E assim dentro do carro, que me levava de casa para o hospital, comento com o
chafeur: “Que dia tão bonito de sol, finalmente!” A expressão do chafeur quase
me disse tudo, mas ainda acrescentou: “Não Doutor, isto não é um dia bonito. O
céu está limpo, eles vão voar!” Congelei, sem resposta, engoli em seco a minha
gaffe... Fiz o resto do caminho, hipnotizado a olhar para o céu limpo, e este
novo sinónimo de dia de sol nesta parte do mundo...
Depois de chegar
ao hospital, não tardou muito a sermos sobrevoados... E rapidamente soam os
alertas de todos para todos: “ MIG, MIG, MIG!!!” “Avião, Avião, Avião!!” O
alerta é claro, e os passos a seguir também são bem conhecidos por todos... Vai
tudo para o Bunker! Não há lugar a perguntas ou hesitações. Vai tudo para o
Bunker. E assim todo o staff, assim como todos os doentes com condições para se
deslocarem, tudo se mete entre as paredes, escuras, frias e grossas do
bunker... Algumas grávidas em trabalho de parto, em grandes dificuldades,
outras acabadas de ter o bebé ainda muito fracas, com a ajuda das enfermeiras
lá iam para o bunker.... assim como muitos outros doentes, cujas doenças ou
traumatismos não os impedissem de dar uns passos e ficar de pé... Os outros
ficavam no hospital mais vulneráveis... embora na realidade o bunker servisse
apenas para diminuir as probabilidades, pois se uma bomba nos caísse em cima já
não tinha histórias para contar...
Estes momentos no
Bunker do hospital, são estranhos... são frios e húmidos e muitos escuros...
· · ·
ENUNCIADO DA TAREFA
Indique todos os adjetivos que o texto sobre o hospital usa para caracterizar as paredes do bunker.
· · ·
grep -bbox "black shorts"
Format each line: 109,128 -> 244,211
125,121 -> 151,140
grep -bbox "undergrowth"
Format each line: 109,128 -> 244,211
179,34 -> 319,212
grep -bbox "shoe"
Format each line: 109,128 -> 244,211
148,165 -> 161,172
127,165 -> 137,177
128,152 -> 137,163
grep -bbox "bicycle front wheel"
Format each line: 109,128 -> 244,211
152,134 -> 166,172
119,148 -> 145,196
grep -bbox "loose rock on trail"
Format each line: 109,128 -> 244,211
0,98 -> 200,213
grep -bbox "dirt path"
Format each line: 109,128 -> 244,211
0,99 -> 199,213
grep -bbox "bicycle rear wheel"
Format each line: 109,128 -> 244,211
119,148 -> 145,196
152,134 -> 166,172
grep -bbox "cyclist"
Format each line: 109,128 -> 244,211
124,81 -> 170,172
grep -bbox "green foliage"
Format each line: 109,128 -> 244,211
· · ·
RESPOSTA
Escuras, frias e grossas.